[WHAT NEEDS TO BE DONE] Reproduce the rows starting at the line containing "as [[346, 198]]." and ending at the line containing "[[359, 314], [184, 316], [21, 311], [491, 297]]", including the requests. Multiply every point coordinate in the answers by 2.3 and round to whole numbers, halves up, but leave all numbers in the requests unchanged.
──────── RECORD LIST
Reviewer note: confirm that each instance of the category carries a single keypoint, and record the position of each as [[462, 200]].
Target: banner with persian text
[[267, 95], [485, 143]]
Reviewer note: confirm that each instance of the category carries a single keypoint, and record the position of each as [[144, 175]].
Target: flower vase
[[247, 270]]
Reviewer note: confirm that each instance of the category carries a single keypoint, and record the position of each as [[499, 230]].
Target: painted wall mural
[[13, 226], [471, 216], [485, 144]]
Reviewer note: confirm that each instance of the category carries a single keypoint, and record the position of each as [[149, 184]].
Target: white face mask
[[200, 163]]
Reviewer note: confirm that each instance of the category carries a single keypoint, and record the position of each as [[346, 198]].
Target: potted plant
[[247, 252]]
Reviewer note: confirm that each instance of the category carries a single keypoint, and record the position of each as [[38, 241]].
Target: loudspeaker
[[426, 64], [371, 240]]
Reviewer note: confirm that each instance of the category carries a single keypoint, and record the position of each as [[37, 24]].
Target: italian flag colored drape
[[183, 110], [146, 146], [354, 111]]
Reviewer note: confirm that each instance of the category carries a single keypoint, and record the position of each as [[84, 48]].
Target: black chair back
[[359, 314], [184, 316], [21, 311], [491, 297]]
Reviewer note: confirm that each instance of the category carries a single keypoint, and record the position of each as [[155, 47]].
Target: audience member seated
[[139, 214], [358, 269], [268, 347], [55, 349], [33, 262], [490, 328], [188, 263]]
────────────────
[SOLUTION FOR THIS TASK]
Reviewer note: confirm that each instance of the category carries a single keypoint, and record the position of each as [[346, 198]].
Target: potted plant
[[568, 580]]
Reviewer note: confirm that each instance of the category carries a single keypoint, and record the position of each as [[38, 241]].
Target: loudspeaker
[[980, 147], [853, 552]]
Reviewer note: confirm that each instance of the category carries a single keypoint, and record the position of each as [[37, 24]].
Target: italian flag colored drape
[[421, 253], [336, 336], [814, 255]]
Reviewer note: confirm that each instance of the category carries a single keypoint, and record the position of each as [[84, 48]].
Target: black chair back
[[826, 722], [423, 727], [48, 715], [1129, 683]]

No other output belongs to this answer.